═════ Page ═════
Emerging growth company o
If an emerging growth company, indicate by check mark if the registrant has elected not to use the extended transition period for complying with any new or revised financial accounting standards provided pursuant to Section 13(a) of the Exchange Act. o
Section 1 – Registrant’s Business and Operations
Item 1.01 Entry into a Material Definitive Agreement.
On February 23, 2024, JanOne Inc. (the “Company”) entered into Unit Purchase Agreements (each, a “Purchase Agreement”) with two otherwise unaffiliated third-party investors (the “Investors”), pursuant to which each Investor agreed
to purchase 408,163 units of securities from the Company (the “Units”), at a price per Unit of $0.735, for an aggregate purchase price of $300,000 per investor for an aggregate price of $600,000 (the “Unit Purchases”). Each Unit consists of one share of common stock, par value $0.001 per share, of the Company (“Common Stock”), and one warrant to purchase an additional share of Common Stock (the “Warrant”). The per-Unit price is allocated as follows: $0.61 per share of Common Stock and $0.125 per Warrant. The Warrant has a three-year term and will be immediately exercisable. Each Warrant is exercisable at $0.61 per share. The Company intends to use the proceeds from the Unit Purchases for general corporate purposes.
═════
**Prompt**
According to the filing, how many units did each investor agree to buy, and at what price per unit?
═════ Supplied information ═════
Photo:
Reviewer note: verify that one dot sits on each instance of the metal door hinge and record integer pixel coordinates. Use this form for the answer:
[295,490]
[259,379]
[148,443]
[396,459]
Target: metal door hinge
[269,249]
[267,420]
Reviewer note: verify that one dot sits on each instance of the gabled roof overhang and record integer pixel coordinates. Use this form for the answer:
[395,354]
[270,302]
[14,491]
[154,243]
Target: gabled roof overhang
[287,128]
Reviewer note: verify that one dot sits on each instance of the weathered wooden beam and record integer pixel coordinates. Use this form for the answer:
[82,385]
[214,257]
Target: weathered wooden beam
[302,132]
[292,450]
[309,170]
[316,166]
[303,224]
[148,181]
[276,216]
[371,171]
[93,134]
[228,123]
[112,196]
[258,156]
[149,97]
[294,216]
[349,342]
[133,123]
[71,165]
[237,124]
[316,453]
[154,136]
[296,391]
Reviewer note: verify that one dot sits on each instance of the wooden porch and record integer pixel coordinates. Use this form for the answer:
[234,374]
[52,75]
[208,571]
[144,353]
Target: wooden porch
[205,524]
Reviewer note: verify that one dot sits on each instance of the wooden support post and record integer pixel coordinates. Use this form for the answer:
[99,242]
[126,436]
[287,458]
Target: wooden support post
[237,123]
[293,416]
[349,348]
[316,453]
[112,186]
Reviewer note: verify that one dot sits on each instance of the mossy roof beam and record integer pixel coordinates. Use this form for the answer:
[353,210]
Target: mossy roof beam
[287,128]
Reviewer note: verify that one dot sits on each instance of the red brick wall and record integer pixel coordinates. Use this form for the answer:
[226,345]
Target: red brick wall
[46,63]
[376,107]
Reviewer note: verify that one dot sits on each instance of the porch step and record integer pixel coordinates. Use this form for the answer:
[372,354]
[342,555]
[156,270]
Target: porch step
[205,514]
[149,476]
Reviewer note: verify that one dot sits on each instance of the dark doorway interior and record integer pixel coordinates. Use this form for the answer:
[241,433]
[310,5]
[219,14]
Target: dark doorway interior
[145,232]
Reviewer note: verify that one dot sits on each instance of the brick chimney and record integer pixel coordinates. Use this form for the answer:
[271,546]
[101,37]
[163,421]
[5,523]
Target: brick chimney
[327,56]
═════
**Response for this exercise**
Each investor agreed to buy 408,163 units at $0.735 per unit.